-------- Extract to read
Question

How can you write the expression with a rationalized denominator?

Answer 1

to get a rationalized denominator, you need to multiply both numerator and denominator by a factor which will get rid of the radical sign in the denominator. Do you have any idea what that might be?

Answer 2

No......

Answer 3

Okay. Would you know what to do if that looked like

\[\frac{4}{\sqrt{2}}\]?

Answer 4

no :(

Answer 5

Okay. Just trying to calibrate my description of how to do this.

Do you understand what \(\sqrt{2}\) means? How about \(\sqrt[3]{2}\)?
----------------
- [Written task 1]: Report each line of the entries below that includes the string "flag". Letter case matters.
-------- Exercise inputs
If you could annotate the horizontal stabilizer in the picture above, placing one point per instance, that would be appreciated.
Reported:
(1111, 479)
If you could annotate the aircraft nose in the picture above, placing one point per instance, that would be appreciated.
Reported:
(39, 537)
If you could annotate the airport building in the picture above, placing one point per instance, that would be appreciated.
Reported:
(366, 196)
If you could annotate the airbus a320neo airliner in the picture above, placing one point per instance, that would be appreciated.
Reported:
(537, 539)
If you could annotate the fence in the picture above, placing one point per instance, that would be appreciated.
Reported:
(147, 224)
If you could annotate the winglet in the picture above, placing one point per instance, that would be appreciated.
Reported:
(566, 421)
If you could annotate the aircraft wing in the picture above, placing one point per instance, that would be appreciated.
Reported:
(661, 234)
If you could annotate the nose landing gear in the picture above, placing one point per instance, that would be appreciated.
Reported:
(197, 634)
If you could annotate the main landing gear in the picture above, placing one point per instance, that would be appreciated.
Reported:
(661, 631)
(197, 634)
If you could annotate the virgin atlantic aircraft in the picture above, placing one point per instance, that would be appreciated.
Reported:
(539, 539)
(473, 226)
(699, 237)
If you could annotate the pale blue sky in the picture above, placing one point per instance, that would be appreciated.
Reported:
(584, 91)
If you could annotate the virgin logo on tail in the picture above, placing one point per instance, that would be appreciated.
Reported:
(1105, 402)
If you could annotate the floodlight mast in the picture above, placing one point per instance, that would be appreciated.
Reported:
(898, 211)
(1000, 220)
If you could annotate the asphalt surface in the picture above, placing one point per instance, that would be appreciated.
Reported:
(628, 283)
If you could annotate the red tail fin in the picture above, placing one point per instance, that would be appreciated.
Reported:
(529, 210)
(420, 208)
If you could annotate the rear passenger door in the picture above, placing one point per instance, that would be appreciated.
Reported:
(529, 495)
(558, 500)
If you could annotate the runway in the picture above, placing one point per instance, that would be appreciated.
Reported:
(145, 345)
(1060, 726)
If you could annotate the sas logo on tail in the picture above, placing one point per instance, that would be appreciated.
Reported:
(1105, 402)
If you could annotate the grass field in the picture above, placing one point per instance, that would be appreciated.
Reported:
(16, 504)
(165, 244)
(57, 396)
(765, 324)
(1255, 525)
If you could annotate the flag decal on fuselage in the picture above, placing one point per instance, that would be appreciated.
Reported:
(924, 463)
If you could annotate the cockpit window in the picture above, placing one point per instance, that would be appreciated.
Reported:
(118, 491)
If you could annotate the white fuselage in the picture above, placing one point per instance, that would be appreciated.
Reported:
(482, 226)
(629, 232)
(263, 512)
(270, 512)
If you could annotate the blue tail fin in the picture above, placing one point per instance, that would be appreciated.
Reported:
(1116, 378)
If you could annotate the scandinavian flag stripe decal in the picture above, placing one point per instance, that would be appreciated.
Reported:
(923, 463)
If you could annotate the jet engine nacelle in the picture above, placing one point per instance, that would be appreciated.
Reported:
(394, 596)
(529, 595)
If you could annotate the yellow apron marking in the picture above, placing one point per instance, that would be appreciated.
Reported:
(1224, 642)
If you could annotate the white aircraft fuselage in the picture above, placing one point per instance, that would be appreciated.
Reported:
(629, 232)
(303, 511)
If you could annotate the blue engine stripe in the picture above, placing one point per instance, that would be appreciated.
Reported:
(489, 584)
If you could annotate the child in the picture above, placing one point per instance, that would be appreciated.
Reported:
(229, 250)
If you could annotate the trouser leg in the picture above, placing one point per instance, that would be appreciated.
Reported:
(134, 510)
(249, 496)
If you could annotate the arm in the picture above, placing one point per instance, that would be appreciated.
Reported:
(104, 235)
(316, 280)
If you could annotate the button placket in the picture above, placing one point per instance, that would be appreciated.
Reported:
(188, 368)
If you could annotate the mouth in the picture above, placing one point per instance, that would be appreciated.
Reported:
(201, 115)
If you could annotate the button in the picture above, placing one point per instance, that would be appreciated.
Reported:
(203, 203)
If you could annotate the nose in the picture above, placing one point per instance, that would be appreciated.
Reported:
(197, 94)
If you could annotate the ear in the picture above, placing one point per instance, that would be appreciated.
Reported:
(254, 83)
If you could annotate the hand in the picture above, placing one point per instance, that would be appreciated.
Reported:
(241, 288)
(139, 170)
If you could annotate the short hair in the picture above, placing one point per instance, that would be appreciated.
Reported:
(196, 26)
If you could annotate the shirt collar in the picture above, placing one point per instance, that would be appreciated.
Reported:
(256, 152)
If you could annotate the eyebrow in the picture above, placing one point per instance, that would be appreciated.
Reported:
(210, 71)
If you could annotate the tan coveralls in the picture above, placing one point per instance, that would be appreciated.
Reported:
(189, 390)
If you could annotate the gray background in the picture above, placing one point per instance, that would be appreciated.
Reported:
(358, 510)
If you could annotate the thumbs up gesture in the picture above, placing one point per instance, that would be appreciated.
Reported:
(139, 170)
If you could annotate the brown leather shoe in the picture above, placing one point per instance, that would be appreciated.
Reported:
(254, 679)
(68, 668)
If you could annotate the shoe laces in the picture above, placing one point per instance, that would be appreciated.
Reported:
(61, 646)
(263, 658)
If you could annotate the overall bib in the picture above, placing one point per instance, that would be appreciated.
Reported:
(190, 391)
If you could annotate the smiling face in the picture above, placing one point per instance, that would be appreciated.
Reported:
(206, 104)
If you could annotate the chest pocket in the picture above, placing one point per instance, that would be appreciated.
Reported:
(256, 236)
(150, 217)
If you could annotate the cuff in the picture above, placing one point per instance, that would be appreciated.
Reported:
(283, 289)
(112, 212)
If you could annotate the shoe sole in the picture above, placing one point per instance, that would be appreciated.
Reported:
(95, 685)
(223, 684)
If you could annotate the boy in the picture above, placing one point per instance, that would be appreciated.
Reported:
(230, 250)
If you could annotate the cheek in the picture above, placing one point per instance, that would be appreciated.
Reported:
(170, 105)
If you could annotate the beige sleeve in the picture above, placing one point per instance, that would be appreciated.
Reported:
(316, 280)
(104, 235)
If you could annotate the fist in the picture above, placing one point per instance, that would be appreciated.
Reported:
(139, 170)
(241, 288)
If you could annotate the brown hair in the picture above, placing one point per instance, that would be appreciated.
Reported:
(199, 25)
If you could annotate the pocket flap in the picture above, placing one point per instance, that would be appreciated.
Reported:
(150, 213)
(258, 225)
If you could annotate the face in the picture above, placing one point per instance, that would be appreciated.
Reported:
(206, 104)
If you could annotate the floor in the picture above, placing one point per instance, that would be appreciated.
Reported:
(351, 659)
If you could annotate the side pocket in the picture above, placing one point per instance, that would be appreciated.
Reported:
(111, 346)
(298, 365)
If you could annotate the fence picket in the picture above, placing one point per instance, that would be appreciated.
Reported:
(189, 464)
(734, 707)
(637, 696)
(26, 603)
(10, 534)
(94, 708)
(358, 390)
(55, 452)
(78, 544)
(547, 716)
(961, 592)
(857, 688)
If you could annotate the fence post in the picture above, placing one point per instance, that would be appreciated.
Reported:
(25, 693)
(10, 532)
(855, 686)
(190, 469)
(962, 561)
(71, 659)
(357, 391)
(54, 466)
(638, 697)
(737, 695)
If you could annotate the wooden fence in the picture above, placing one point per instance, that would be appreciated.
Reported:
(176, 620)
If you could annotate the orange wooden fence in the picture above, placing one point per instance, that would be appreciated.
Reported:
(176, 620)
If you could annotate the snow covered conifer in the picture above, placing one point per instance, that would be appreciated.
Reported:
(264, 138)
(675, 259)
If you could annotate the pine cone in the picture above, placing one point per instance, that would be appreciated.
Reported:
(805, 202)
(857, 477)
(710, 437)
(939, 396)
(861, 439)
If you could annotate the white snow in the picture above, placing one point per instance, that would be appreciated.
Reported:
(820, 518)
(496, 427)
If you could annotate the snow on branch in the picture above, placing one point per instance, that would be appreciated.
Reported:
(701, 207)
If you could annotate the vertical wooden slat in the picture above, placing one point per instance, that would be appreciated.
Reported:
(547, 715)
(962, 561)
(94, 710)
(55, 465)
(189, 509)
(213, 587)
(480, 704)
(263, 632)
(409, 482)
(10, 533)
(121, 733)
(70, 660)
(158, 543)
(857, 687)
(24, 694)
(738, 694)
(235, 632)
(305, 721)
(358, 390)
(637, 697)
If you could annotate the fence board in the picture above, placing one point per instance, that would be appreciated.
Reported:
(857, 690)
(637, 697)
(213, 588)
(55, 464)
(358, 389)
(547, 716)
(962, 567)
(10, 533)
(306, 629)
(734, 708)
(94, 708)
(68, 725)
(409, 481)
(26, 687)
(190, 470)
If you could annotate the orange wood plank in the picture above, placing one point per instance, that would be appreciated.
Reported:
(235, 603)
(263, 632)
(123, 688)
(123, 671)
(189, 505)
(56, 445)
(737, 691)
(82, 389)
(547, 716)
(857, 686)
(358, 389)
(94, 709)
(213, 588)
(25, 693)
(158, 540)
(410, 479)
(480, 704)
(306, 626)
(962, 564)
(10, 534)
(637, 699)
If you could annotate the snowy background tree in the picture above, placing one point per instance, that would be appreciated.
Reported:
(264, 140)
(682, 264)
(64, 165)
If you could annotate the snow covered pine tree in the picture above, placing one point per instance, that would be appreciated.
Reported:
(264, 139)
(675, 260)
----------------
- [Written task 2]: Rewrite the forum thread on rationalized denominators from "How can you" to "that might be?", putting "root symbol" in place of "radical sign".

- [Full output 1]:
If you could annotate the flag decal on fuselage in the picture above, placing one point per instance, that would be appreciated.
If you could annotate the scandinavian flag stripe decal in the picture above, placing one point per instance, that would be appreciated.

- [Full output 2]:
How can you write the expression with a rationalized denominator?

Answer 1

to get a rationalized denominator, you need to multiply both numerator and denominator by a factor which will get rid of the root symbol in the denominator. Do you have any idea what that might be?